(Region segmentation data)
______
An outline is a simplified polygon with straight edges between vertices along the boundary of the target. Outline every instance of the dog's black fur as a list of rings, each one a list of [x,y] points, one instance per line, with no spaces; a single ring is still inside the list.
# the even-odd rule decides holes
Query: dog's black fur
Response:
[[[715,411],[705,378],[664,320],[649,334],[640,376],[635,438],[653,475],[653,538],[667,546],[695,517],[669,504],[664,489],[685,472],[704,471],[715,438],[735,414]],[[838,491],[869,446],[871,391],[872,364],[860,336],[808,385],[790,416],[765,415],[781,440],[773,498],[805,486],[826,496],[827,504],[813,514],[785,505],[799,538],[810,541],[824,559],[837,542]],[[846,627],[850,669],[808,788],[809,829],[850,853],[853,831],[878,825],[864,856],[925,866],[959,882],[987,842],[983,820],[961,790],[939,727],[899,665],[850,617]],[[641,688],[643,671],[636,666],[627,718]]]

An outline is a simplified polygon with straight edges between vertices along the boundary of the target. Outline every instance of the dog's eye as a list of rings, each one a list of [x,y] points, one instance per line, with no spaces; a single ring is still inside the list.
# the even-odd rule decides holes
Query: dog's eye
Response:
______
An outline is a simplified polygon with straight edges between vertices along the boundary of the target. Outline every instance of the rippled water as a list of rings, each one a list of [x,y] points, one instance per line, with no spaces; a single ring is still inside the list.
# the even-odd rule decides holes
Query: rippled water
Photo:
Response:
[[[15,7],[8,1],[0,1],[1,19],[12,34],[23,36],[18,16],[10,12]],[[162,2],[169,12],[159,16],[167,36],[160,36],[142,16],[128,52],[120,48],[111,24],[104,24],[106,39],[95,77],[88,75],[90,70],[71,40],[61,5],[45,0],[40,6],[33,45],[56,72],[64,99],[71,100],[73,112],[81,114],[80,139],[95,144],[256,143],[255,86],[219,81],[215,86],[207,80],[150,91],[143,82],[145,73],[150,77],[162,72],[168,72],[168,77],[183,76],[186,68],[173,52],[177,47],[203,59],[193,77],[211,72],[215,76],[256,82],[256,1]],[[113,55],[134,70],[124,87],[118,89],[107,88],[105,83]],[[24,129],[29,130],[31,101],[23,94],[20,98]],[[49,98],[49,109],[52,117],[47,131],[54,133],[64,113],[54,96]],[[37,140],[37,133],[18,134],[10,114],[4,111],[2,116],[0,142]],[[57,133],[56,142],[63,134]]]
______
## Given problem
List each line in the entries above that contains the string "Query". Match case exactly.

## Complete output
Query: dog's black fur
Query: dog's eye
Query: rippled water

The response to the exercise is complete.